DIRECTIONS: Reproduce the material below word for word, keeping every line in its original order.
┌─ AVAILABLE DATA
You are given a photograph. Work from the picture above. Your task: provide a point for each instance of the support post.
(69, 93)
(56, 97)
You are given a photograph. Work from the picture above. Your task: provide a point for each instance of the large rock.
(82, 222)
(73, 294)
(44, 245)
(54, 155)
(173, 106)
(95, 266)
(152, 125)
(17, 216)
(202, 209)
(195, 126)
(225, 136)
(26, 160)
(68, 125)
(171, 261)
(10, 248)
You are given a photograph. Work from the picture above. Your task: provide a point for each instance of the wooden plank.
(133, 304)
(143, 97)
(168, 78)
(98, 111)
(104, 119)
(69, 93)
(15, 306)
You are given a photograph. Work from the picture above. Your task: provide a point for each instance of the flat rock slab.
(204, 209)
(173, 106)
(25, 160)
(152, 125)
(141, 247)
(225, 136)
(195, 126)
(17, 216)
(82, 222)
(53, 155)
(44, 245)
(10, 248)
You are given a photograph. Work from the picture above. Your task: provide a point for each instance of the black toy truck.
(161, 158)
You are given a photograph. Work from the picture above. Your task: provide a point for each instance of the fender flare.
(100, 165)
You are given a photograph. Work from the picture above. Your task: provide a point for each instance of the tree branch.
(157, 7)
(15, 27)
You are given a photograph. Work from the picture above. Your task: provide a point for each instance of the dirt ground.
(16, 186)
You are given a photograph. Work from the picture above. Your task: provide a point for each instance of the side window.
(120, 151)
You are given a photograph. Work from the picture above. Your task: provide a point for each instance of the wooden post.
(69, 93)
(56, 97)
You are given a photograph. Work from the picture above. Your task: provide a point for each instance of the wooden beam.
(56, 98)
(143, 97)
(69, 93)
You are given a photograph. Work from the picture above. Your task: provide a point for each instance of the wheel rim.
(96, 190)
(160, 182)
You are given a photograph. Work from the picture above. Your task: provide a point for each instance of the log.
└─
FINISHED EXERCISE:
You are given a photograph. Work from the picture above. Your task: provide a point for each instance of the support post.
(69, 93)
(56, 97)
You are given a photograph. Work from the picture above. Your task: provide a point for each instance of the large rock.
(82, 222)
(73, 294)
(44, 245)
(54, 155)
(173, 106)
(95, 266)
(152, 125)
(17, 216)
(202, 209)
(195, 126)
(225, 136)
(26, 160)
(68, 125)
(171, 261)
(10, 248)
You are given a photograph. Work from the picture above. Your task: provide a point for each instance of the wooden plank.
(133, 304)
(143, 97)
(168, 78)
(98, 111)
(104, 119)
(69, 93)
(15, 306)
You are given a photograph. Work from the picture above. Your task: provide a point for each instance of the flat rock slab.
(204, 209)
(173, 106)
(25, 160)
(152, 125)
(141, 247)
(225, 136)
(195, 126)
(17, 216)
(82, 222)
(53, 155)
(44, 245)
(10, 248)
You are given a photograph. Work from the picture above. Your task: provide a point for each instance of the black toy truck.
(161, 158)
You are given a photograph. Work from the picture above. Your task: provide a point for each instance of the fender flare.
(100, 165)
You are given a photograph. Work from the picture above. Your task: provide a point for each instance of the tree branch.
(157, 7)
(15, 27)
You are given a photograph. Work from the picture above. Your task: provide a point for each instance of the dirt ground.
(16, 186)
You are given a photograph. Work from the picture above. Your task: provide a point for each instance of the side window.
(120, 151)
You are given a photograph. Work from the picture above. Your task: provide a point for each instance of the wooden post.
(69, 93)
(56, 97)
You are given a photograph. Work from the picture above. Your task: provide a point for each instance of the wooden beam.
(56, 98)
(143, 97)
(69, 93)
You are given a photograph. Work from the picture above. Your task: provide a point for each instance of the wheel rim.
(96, 190)
(160, 182)
You are given a photograph. Work from the picture above. Your task: provide a point for each instance of the log.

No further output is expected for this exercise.